• _ABOUT THIS TASK_:
List every line of the entries that contains the string "positive", copying each line in full. Matching is case-sensitive.
#### DATA FOR ANALYSIS ####
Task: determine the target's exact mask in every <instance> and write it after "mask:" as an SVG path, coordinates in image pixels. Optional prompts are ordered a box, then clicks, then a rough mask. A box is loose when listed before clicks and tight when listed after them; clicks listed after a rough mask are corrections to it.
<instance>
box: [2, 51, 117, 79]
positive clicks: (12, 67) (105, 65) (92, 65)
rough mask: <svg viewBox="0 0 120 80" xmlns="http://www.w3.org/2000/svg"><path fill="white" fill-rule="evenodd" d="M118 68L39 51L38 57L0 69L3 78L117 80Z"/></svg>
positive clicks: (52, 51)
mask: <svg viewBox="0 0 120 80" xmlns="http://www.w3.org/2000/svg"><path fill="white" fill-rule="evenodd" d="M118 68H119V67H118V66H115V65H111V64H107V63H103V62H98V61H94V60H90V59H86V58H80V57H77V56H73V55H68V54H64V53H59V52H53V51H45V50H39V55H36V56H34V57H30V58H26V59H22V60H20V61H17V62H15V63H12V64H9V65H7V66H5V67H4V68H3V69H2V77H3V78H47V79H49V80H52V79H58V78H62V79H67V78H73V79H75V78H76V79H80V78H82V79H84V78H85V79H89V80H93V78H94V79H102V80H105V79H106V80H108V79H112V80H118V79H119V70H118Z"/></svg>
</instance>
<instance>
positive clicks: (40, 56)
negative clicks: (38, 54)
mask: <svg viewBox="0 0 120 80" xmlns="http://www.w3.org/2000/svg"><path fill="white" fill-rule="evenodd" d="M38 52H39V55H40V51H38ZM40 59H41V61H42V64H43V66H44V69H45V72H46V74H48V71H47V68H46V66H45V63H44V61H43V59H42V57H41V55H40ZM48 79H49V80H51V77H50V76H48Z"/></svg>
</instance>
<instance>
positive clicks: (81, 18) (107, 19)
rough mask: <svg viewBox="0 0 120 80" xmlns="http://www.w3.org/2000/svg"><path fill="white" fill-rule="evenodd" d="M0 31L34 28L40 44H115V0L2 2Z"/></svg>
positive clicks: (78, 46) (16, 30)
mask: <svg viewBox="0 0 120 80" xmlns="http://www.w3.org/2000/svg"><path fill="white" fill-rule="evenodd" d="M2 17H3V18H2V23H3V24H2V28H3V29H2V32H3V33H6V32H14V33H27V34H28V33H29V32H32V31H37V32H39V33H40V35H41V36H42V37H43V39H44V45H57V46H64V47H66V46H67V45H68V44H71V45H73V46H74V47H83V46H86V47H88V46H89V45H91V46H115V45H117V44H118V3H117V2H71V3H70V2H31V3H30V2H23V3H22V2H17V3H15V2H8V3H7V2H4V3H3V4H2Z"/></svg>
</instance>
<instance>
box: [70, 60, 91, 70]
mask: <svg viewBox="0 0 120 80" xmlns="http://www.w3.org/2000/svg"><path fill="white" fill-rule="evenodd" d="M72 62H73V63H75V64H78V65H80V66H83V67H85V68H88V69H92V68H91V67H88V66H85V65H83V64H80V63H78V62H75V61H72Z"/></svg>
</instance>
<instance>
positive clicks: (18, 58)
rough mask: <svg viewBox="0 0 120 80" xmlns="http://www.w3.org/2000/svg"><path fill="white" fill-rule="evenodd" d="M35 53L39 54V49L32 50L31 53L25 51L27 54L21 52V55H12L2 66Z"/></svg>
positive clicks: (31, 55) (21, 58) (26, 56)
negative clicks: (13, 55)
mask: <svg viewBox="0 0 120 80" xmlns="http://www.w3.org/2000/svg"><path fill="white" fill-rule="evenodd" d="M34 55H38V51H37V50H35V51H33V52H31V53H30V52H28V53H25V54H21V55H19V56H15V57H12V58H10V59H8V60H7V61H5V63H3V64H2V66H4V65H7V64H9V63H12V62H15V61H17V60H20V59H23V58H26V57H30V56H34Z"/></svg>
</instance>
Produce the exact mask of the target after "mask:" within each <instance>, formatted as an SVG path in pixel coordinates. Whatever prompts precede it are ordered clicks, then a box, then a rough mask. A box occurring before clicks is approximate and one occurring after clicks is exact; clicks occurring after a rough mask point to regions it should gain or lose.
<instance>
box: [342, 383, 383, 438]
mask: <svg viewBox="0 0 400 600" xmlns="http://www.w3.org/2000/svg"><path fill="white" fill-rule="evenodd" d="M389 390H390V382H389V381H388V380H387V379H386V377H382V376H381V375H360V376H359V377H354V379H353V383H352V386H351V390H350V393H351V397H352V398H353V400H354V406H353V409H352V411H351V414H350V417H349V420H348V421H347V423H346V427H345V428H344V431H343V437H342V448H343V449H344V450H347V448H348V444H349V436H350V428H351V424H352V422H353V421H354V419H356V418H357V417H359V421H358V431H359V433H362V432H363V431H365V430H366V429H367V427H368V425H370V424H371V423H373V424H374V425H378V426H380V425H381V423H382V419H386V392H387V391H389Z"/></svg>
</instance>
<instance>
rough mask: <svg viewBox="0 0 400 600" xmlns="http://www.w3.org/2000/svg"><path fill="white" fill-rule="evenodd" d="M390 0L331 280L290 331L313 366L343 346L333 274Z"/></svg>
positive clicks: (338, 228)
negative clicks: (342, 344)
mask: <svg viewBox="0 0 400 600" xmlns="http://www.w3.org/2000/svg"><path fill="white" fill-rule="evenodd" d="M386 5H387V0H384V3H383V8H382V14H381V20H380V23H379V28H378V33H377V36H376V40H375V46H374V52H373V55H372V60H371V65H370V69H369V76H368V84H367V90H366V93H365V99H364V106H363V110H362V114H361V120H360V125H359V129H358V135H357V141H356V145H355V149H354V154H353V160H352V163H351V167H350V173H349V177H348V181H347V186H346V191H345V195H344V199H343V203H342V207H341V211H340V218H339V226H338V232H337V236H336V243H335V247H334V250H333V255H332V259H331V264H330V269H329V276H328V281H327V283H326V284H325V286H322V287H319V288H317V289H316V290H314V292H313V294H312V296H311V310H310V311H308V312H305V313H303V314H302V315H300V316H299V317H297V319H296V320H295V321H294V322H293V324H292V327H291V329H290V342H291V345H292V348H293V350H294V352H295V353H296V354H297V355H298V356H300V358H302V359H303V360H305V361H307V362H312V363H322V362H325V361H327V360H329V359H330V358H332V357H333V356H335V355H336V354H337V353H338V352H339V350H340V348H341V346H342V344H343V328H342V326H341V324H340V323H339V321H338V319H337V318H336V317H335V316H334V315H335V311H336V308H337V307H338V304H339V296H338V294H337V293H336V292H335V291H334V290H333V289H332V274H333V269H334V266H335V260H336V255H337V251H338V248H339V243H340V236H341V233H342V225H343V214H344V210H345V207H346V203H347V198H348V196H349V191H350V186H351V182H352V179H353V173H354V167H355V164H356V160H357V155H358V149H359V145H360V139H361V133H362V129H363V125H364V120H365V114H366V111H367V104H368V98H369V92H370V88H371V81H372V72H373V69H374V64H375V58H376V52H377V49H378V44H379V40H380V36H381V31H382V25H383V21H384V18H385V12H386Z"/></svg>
####
• _OUTPUT FOR THIS EXERCISE_:
positive clicks: (12, 67) (105, 65) (92, 65)
positive clicks: (52, 51)
positive clicks: (40, 56)
positive clicks: (81, 18) (107, 19)
positive clicks: (78, 46) (16, 30)
positive clicks: (18, 58)
positive clicks: (31, 55) (21, 58) (26, 56)
positive clicks: (338, 228)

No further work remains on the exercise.